» **What is being asked**: Update the entries from their first line through the line that contains "185 55 L 194", replacing every "handset earpiece" with "phone receiver". Give back only those lines, with everything else unchanged.

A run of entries
---

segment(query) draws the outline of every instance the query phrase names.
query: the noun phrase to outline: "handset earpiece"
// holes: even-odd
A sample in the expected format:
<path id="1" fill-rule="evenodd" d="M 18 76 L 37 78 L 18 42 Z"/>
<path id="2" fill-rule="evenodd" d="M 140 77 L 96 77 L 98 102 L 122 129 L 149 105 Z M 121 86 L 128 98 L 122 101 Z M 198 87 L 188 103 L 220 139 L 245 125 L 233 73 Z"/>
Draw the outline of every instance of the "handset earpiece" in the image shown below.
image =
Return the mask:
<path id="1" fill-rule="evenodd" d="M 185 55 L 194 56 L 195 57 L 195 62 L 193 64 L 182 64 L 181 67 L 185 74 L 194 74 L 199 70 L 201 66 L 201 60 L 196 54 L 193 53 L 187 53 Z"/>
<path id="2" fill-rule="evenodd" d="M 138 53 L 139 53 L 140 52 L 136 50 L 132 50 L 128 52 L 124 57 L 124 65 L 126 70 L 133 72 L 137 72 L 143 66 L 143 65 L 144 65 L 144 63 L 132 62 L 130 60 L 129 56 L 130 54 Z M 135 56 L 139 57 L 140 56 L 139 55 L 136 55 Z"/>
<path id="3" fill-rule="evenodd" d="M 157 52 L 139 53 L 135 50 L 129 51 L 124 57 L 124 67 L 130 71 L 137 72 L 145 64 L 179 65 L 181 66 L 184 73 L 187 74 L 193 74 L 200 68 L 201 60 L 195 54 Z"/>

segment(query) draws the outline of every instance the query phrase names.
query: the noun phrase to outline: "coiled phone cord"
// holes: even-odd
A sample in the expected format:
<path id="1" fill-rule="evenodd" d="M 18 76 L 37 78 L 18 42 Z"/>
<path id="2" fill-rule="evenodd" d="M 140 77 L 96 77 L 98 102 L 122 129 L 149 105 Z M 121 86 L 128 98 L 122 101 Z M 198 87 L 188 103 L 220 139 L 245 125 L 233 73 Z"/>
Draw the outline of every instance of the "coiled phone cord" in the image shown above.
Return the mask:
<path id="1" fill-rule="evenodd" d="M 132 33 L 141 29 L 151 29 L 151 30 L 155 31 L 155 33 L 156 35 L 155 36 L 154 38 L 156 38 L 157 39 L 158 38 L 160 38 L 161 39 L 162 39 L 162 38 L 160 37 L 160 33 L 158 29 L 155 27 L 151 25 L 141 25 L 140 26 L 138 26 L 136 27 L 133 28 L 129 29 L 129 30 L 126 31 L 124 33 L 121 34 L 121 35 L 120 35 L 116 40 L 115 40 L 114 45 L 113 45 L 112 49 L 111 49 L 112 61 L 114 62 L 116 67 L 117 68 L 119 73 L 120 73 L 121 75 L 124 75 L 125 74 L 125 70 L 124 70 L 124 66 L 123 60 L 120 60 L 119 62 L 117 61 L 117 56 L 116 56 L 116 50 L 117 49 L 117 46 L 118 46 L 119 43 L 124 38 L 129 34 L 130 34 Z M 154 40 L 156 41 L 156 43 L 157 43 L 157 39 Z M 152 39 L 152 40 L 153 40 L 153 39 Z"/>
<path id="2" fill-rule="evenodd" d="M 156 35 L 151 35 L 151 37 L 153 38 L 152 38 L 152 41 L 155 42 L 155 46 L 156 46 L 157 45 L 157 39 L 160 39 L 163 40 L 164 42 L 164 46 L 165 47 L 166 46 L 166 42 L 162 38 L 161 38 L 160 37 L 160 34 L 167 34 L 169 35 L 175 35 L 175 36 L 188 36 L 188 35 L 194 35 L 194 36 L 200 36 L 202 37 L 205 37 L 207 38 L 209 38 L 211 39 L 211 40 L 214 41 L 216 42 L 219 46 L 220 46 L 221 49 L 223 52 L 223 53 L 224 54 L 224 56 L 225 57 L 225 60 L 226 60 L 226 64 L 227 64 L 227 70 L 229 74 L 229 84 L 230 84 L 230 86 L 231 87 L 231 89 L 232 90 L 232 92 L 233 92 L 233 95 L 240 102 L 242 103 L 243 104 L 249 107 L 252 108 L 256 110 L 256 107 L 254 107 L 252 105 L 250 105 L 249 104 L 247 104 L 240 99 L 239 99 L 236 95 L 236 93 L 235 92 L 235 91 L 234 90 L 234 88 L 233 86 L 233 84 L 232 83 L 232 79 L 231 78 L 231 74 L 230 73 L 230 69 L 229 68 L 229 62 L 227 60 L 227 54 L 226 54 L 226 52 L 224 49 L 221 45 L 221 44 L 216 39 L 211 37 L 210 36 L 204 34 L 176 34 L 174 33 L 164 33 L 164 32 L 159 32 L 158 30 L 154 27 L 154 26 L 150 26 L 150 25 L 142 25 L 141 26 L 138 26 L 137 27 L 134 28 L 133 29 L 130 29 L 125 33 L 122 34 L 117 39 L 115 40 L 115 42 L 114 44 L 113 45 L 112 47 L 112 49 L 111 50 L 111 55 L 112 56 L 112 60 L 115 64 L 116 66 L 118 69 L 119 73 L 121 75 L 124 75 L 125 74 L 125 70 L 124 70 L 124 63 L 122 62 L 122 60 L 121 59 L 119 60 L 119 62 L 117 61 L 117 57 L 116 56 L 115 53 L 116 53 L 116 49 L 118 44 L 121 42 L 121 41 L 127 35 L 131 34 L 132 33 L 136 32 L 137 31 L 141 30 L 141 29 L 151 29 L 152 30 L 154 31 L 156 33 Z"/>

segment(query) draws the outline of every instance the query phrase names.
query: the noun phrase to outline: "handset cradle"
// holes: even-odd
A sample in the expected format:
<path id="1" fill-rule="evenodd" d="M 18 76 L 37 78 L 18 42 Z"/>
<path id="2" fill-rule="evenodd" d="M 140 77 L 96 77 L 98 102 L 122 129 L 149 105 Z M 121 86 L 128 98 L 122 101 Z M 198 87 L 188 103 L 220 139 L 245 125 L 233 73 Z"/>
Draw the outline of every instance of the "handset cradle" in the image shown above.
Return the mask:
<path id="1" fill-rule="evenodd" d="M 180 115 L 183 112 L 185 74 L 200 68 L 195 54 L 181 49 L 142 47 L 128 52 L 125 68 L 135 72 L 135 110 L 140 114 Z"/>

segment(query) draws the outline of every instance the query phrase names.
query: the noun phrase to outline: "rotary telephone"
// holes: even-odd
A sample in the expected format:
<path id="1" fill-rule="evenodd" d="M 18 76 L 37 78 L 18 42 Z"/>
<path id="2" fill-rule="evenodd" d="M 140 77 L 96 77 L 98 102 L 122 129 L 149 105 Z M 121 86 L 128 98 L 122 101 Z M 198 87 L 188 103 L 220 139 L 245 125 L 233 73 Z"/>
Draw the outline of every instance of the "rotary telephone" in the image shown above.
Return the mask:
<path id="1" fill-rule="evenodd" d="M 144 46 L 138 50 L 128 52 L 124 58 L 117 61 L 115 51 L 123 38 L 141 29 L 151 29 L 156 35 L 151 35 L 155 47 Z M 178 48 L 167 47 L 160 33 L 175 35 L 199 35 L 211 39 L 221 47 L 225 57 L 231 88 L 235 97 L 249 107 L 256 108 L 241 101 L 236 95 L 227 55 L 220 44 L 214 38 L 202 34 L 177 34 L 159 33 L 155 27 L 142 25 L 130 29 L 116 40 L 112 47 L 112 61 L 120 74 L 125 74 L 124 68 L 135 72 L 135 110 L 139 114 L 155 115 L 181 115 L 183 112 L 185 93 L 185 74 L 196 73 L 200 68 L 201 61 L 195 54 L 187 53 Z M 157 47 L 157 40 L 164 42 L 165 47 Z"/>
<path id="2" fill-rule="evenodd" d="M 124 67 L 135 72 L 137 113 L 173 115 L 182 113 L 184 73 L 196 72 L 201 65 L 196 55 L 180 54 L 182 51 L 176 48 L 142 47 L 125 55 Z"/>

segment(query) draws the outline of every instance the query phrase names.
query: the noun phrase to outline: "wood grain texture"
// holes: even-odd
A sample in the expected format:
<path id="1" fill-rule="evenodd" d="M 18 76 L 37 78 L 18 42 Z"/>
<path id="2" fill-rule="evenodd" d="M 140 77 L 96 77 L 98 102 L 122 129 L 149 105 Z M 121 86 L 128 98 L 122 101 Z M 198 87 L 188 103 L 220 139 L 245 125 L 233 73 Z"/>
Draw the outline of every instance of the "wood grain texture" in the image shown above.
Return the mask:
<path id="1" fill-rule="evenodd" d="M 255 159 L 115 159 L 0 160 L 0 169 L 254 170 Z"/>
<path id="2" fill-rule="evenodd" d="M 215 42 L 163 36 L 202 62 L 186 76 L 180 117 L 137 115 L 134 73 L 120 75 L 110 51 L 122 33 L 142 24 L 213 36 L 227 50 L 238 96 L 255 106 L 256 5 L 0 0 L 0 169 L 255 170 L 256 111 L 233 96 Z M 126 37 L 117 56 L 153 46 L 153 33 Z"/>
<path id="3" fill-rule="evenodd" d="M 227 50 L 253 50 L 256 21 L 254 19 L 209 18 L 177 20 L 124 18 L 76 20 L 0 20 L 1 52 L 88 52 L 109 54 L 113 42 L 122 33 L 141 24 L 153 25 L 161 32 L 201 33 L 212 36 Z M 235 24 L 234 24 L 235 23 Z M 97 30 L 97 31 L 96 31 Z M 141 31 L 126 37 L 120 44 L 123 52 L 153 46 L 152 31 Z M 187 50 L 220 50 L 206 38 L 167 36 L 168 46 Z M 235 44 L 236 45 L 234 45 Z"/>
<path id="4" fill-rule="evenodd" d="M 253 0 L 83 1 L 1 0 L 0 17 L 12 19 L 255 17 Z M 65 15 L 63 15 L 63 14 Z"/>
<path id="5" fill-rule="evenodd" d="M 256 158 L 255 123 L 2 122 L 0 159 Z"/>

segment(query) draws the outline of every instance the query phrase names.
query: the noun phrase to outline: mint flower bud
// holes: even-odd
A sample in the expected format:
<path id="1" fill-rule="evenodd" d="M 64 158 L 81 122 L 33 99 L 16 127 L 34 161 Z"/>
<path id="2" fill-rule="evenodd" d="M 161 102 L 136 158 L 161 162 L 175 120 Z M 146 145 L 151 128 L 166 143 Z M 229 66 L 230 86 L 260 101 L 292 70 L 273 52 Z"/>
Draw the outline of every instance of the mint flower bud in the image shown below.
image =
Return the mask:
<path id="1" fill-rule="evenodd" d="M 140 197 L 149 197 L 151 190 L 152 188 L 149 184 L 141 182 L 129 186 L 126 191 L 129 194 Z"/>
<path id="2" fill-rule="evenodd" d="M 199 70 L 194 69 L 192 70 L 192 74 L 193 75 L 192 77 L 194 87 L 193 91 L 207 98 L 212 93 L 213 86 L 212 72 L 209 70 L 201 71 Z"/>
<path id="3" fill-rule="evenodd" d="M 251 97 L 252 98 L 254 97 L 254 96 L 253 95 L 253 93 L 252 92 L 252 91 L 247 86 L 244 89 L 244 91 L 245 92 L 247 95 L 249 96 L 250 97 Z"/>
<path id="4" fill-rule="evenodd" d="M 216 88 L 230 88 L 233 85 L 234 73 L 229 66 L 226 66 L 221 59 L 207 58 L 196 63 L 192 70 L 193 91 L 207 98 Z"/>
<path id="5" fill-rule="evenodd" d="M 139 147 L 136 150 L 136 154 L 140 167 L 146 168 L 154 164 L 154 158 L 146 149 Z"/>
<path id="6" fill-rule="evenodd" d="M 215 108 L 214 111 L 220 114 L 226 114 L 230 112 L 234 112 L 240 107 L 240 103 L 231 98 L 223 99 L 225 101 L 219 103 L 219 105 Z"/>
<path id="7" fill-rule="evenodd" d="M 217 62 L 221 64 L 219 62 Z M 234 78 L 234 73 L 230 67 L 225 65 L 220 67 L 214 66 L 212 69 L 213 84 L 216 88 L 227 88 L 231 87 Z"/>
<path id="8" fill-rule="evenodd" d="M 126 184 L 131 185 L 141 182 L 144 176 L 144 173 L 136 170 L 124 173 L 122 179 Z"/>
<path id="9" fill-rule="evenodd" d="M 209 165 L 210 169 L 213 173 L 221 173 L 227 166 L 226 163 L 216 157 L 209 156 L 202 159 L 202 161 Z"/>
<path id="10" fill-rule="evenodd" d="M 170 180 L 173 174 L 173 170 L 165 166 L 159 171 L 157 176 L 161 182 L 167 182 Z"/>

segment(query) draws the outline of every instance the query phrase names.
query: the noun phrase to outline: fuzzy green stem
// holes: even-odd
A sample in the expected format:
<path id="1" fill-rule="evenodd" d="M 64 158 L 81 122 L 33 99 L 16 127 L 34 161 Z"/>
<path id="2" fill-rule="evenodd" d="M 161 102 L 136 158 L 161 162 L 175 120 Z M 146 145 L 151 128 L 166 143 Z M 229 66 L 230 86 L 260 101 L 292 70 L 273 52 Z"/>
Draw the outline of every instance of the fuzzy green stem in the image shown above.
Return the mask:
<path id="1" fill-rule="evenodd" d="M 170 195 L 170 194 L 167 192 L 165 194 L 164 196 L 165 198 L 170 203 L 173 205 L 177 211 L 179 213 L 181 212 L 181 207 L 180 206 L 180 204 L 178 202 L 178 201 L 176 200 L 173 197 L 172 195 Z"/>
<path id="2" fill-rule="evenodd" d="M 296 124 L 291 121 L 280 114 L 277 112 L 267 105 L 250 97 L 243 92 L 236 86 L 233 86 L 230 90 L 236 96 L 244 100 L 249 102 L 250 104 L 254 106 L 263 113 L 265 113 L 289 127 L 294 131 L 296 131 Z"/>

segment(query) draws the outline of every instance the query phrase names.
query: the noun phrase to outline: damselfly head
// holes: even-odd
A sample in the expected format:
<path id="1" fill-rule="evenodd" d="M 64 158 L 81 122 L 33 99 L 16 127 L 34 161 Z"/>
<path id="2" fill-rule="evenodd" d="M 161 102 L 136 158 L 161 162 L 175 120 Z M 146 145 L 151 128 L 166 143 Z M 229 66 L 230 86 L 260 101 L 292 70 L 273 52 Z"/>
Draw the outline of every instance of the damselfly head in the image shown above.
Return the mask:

---

» **Response**:
segment(query) draws the outline of every instance the query phrase names.
query: the noun phrase to outline: "phone receiver"
// holes: even-odd
A sample in the expected format:
<path id="1" fill-rule="evenodd" d="M 18 76 L 37 78 L 18 42 Z"/>
<path id="2" fill-rule="evenodd" d="M 140 77 L 96 77 L 98 102 L 122 129 L 149 105 Z M 121 86 L 128 98 L 122 101 Z M 198 87 L 188 103 L 220 139 L 245 125 L 233 73 Z"/>
Draw the outline of every instance of the "phone receiver" in the image shown below.
image =
Return the mask:
<path id="1" fill-rule="evenodd" d="M 185 55 L 194 56 L 195 57 L 195 62 L 193 64 L 182 64 L 181 67 L 185 74 L 194 74 L 199 70 L 201 66 L 201 60 L 196 54 L 193 53 L 187 53 Z"/>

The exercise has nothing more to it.